## Stated goal 1
In the insurance proration passage, does each statement agree with the text? Answer yes or no for each, quoting the deciding words exactly. (a) The property damage settlement was larger than the $5,000 primary limit. (b) The second Lloyd's policy is included in the proration. (c) In Gillies, the excess coverage was written as excess after only one primary policy.
## Stated goal 2
According to the insurance proration passage, what is the primary limit for net loss with respect to one person under the personal injury coverage of the first Lloyd's policy?
## Stated goal 3
Write what comes next in the insurance proration passage, picking up after its final sentence.

━━ Passage to read ━━

Continental's further contention that if prorating is applied the coverage provided by the Lloyd's policies should also be included in the proration is to a limited extent meritorious. Evidently the second Lloyd's policy whose primary limits are not reached by the total damage claims cannot be involved and the same applies to the personal injury coverage of the first Lloyd's policy as the primary limit of $10,000 for net loss with respect to one person is not reached. The question is, however, presented as to the property damage coverage of the first Lloyd's policy because the settlement in that respect, $6,053.40, exceeds the primary limit of $5,000--contained therefor in said policy. If the Continental coverage had not been involved in this case, Lloyd's would have had to pay the excess over $5,000--covered by Peerless. We have concluded that the excess clauses in the first Lloyd's policy which specifically provide only that its coverage is excess coverage after the $5,000 coverage of Peerless do not justify exemption from proration with respect to the excess over $5,000 property damage. Gillies v. Michigan Millers, etc., Ins. Co., 98 Cal.App.2d 743, 221 P.2d 272, a fire insurance case on which Lloyd's relies for its total exclusion from prorating, is distinguishable because in that case the excess coverage was expressly written as excess after both primary policies involved, see, 98 Cal.App. at page 748, 221 P.2d 272.
The provisions of the Lloyd's policy 'that liability shall attach to the Underwriters only after the Primary Insurers have paid or have been held liable to pay the full amount of their respective ultimate net loss liability' [for property damage to the limit of $5,000] and that 'Liability under this Insurance shall not attach unless and until the Primary Insurers shall have admitted liability for the Primary Limit or Limits, or unless and until the Assured has by final judgment been adjudged to pay a sum which exceeds such Primary Limit or Limits', are not completely free of ambiguity and contradiction if applied to the present case. However, construing them most favorably to the insured, we hold that they provide for attachment of liability of Lloyd's when the claims against the assured, the validity of which is shown by admission of the primary insurer or by judgment, exceed the primary limit. The settlement in this case is such admission by Peerless (and by Lloyd's).

━━━
━━ Excerpted data ━━

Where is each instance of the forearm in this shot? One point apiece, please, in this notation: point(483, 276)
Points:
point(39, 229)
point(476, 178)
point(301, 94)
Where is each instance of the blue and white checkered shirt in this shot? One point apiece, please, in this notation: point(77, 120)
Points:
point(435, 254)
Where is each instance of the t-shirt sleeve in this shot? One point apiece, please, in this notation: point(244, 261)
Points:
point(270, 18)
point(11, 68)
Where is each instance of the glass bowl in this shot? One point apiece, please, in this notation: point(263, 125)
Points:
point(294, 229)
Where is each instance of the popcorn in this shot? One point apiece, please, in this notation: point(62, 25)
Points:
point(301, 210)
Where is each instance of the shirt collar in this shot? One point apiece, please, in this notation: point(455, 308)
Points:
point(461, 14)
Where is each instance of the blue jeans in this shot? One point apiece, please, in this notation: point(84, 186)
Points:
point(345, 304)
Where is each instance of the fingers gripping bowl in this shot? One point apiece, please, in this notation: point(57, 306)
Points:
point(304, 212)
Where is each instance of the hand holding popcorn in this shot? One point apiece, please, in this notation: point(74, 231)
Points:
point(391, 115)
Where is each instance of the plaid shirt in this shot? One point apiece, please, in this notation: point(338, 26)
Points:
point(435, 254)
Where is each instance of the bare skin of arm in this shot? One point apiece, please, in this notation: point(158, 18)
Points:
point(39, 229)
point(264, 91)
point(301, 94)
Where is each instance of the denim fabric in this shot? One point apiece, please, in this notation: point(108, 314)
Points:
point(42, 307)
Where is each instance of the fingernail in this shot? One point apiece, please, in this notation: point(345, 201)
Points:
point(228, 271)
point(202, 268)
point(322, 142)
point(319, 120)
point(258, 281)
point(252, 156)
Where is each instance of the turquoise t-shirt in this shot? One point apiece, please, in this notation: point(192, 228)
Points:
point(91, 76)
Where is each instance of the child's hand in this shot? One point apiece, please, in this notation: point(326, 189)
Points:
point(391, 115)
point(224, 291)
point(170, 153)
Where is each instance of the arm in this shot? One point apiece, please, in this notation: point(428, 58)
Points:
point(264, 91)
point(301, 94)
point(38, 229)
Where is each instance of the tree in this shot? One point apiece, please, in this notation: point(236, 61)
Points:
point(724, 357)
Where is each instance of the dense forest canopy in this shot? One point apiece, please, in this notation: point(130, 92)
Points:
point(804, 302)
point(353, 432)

━━━

## Output 1
(a) Yes: "the settlement in that respect, $6,053.40, exceeds the primary limit of $5,000"
(b) No: "the second Lloyd's policy whose primary limits are not reached by the total damage claims cannot be involved"
(c) No: "the excess coverage was expressly written as excess after both primary policies involved"

## Output 2
$10,000

## Output 3
A correct and equitable prorating of the property damage under the facts and provisions here involved must give Peerless no benefit of the coverage by Lloyd's which is secondary to it, but must give Continental the benefit of Lloyd's co-liability as to the excess property damage over $5,000. Therefore Peerless must bear its full 1/6 of the property damage as fixed by the trial court or $1,008.90, of which $175.57 is its proportionate part of the excess over the primary limit which excess totals $1,053.40. The remaining part of this excess or $877.83 must be prorated between Continental and Lloyd's in the ratio of their coverages ($25,000 and $20,000) so that Lloyd's bears 4/9 of $877.83 or $390.15. The remaining part of the property damage or $4,654.35 must be borne by Continental.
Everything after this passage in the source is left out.